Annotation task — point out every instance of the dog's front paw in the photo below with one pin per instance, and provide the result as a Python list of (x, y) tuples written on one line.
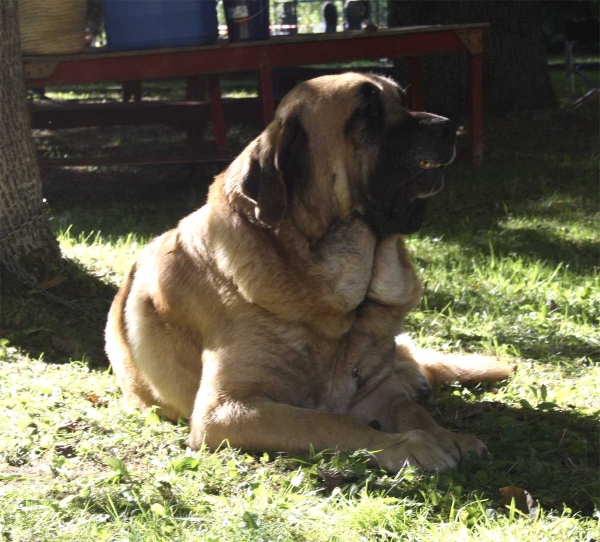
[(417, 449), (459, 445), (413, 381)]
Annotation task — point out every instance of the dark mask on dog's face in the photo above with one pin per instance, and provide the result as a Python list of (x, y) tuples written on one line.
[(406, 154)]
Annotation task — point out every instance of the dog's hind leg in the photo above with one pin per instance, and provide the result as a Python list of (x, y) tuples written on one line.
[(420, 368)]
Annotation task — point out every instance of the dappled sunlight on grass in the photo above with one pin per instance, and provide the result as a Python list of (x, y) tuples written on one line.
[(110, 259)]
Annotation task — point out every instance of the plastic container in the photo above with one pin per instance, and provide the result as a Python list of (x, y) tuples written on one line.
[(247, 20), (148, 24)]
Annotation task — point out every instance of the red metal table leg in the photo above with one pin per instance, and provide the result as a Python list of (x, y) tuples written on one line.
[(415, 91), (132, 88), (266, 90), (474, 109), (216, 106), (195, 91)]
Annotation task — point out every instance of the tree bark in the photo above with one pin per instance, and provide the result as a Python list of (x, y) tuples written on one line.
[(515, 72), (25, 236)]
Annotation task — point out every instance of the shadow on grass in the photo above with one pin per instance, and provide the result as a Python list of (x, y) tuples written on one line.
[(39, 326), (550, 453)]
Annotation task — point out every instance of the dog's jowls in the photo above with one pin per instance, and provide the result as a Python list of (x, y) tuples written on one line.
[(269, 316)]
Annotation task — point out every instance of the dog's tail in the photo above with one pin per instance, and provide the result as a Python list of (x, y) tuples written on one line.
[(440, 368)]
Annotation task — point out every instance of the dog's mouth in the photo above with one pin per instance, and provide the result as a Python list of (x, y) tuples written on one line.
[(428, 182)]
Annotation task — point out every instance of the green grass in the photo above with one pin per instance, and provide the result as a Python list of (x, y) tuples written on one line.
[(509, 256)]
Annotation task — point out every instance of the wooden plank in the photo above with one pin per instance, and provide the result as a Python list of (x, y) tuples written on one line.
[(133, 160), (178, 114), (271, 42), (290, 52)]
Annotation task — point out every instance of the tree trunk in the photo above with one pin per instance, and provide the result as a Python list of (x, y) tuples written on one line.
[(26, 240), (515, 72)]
+---+
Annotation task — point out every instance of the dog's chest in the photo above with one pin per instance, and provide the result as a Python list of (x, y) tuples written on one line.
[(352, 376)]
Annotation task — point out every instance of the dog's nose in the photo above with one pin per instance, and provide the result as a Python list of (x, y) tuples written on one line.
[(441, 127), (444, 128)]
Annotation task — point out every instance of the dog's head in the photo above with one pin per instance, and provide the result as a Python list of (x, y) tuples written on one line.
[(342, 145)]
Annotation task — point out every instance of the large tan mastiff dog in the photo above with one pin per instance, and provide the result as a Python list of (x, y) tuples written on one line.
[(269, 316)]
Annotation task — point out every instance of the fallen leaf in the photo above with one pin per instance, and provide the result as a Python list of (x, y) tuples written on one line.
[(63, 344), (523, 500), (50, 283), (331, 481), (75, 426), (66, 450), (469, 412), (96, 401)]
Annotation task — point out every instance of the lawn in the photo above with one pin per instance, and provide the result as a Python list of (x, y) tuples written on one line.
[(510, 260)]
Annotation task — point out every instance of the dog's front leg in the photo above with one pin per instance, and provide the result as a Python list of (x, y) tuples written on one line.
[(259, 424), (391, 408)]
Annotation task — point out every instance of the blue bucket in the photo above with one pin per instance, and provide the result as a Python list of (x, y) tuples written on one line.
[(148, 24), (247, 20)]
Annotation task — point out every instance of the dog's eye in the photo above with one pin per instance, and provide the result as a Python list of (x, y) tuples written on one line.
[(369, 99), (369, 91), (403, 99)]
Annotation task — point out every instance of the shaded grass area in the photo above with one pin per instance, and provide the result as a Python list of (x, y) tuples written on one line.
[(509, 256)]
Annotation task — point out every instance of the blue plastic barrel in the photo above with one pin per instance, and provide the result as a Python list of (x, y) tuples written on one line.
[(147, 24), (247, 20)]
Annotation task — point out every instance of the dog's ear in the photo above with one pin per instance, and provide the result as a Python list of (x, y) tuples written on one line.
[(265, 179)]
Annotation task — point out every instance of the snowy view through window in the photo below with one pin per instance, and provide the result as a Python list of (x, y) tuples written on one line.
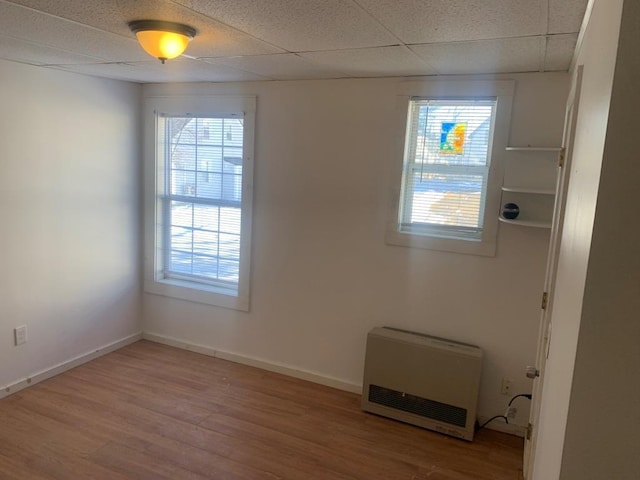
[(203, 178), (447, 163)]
+---+
(TO BE DONE): Starting at the line containing "Annotation task — point out every instance of the wooden" and ending at the line containing "[(26, 240), (515, 72)]", write out the data again with "wooden plank" replaced by "wooden board" and nothing else altered.

(RESPONSE TO THE TASK):
Annotation task — point out every instance of the wooden board in the photo above with one pin per instance, and provide the result as a Python list of (x, y) tuples written on one line.
[(133, 160), (178, 114), (271, 42), (290, 52)]
Annotation task — point out every instance of the tree trunk in the photo above with one pin per instance, and provide the result as a Python list of (x, y) tuples written on one line.
[(26, 240), (515, 72)]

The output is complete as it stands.